• WRITTEN TASK: Output the material below in full, exactly as it is.

• INPUT FOR THIS TASK:
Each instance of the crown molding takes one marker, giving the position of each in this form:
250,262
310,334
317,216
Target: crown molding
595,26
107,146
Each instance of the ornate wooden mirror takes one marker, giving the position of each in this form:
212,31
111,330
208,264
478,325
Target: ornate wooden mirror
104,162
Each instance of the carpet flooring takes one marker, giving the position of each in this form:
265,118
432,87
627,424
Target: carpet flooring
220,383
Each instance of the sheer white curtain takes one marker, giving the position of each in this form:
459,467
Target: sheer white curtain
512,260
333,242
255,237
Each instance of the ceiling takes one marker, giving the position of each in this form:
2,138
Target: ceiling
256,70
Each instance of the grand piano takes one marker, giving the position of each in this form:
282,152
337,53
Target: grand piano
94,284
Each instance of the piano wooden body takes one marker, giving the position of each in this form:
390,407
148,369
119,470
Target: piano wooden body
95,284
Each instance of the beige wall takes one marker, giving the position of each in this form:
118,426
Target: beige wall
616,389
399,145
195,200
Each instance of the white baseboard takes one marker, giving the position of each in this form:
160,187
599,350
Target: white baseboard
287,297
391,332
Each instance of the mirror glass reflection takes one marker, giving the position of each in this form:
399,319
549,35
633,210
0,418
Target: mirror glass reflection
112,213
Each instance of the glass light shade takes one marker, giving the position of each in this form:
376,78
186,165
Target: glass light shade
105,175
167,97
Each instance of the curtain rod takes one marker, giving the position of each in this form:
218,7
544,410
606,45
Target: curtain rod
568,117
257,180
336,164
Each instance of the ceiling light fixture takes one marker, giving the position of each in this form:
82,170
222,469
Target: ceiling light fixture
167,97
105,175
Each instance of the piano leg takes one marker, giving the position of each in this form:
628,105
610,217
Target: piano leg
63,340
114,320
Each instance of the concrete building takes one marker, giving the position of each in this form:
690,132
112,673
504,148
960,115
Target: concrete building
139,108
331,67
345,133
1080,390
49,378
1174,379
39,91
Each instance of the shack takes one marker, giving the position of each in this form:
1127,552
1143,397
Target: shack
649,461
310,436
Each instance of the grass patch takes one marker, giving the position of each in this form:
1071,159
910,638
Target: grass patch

• CORRECT RESULT:
Each instance of the crown molding takes one marker, giving the position of each in this form:
250,262
310,334
317,216
Target: crown molding
595,26
107,146
Each instance of the ornate wooden mirror takes one marker, giving the position of each in this form:
212,31
111,330
208,264
478,325
Target: ornate wooden mirror
104,162
Each instance of the carpet flooring takes one marker, giving the position of each in this form:
265,118
432,87
627,424
Target: carpet flooring
220,383
Each instance of the sheer white curtain takes one marker, giving the position of each in this form:
459,467
Target: sheer white curtain
512,260
333,242
255,237
Each instance of the ceiling takes one marker, giving the position of each in this form:
2,138
Target: ceiling
256,70
Each instance of the grand piano takes one marker, giving the position of each in this form:
282,152
337,53
Target: grand piano
94,284
Each instance of the piano wooden body takes one marker, giving the position of each in this form:
390,407
148,369
119,470
Target: piano wooden body
95,284
Each instance of the beige wall takes one marker, giving the position of each in this form:
118,426
Target: beige wall
616,389
399,145
195,200
Each instance of the white baseboard takes one marker, giving the position of each in this form:
160,187
599,350
Target: white baseboard
287,297
391,332
Each instance of the mirror glass reflection takes one marker, giving the position of each in this form:
399,319
549,35
633,210
0,418
Target: mirror glass reflection
112,213
Each instance of the glass light shade takes one marker, giving the position of each in this form:
376,78
186,165
Target: glass light shade
105,175
167,97
Each instance of the curtain rod takes one marker, giving the position of each in this form:
218,7
544,410
606,45
Target: curtain rod
568,117
257,180
336,164
Each instance of the ceiling light fixture takes one marker, giving the position of each in this form:
82,170
222,469
Target: ceiling light fixture
167,97
105,175
Each instance of the piano leg takes one marker, giving the position of each in this form:
628,105
610,217
Target: piano leg
63,340
114,320
Each instance of the concrete building takes one marker, giving the position of each in this form:
690,132
112,673
504,148
960,115
Target: concrete building
139,108
331,67
345,133
1080,390
49,378
1174,379
39,91
Each instance of the shack takes one marker, giving the position of each in this form:
1127,552
1143,397
Target: shack
649,461
310,436
Each instance of the grass patch takes one marker, giving the position of each in this form:
1071,159
910,638
Target: grass patch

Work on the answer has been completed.